● Region outline lines
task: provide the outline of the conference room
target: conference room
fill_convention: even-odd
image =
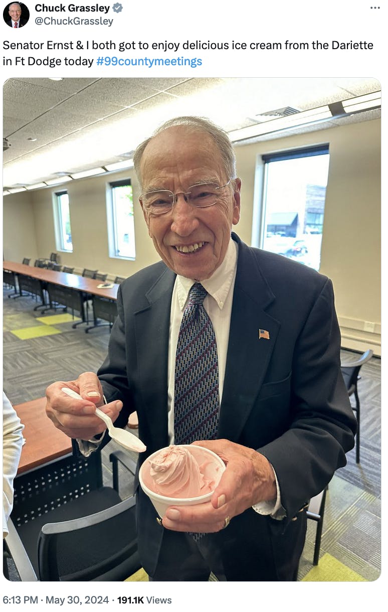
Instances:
==
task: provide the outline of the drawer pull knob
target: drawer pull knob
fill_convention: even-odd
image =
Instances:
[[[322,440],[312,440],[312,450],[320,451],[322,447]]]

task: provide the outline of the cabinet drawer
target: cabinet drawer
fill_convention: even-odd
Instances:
* * *
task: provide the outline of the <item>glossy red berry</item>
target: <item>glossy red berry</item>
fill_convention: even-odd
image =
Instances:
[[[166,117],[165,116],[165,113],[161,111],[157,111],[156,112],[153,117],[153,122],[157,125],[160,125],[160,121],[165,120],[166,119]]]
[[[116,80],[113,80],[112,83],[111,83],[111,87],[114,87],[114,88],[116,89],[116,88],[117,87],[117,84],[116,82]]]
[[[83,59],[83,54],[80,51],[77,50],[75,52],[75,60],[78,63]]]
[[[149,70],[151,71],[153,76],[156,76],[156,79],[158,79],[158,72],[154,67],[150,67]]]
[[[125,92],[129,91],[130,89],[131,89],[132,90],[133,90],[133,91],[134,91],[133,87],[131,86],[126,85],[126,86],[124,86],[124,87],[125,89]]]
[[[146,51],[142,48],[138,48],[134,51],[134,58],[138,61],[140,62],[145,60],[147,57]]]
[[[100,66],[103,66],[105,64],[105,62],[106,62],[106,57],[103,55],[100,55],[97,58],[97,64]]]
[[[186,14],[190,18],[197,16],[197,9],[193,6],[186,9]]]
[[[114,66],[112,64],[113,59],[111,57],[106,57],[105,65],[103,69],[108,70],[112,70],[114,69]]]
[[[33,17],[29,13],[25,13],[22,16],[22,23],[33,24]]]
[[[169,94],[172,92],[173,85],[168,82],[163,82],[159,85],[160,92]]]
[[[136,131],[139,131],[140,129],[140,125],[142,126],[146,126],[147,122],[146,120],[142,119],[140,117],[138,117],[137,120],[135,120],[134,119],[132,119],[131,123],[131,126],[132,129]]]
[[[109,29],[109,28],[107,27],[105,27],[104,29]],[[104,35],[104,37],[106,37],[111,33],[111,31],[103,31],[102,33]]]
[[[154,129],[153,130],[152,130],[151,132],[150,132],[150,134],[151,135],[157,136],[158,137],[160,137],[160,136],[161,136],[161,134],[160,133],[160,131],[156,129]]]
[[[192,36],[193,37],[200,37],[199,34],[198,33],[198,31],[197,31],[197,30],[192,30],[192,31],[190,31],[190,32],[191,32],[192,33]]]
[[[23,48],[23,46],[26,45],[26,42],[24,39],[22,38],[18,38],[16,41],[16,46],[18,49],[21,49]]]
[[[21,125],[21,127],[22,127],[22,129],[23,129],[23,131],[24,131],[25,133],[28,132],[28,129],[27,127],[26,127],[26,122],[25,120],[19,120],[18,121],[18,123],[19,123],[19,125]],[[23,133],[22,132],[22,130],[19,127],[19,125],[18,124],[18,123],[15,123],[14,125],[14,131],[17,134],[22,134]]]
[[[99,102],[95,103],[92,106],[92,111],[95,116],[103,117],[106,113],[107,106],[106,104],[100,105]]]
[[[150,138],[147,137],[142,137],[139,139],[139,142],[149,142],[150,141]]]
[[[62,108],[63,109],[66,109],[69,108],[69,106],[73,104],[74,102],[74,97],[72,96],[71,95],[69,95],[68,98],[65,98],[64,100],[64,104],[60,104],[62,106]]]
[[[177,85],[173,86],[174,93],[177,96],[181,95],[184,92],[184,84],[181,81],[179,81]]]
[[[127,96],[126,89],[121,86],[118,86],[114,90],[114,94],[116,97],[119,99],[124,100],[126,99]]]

● Set exercise
Count the lines above that contain the word "provide". Give only the number.

● Response below
4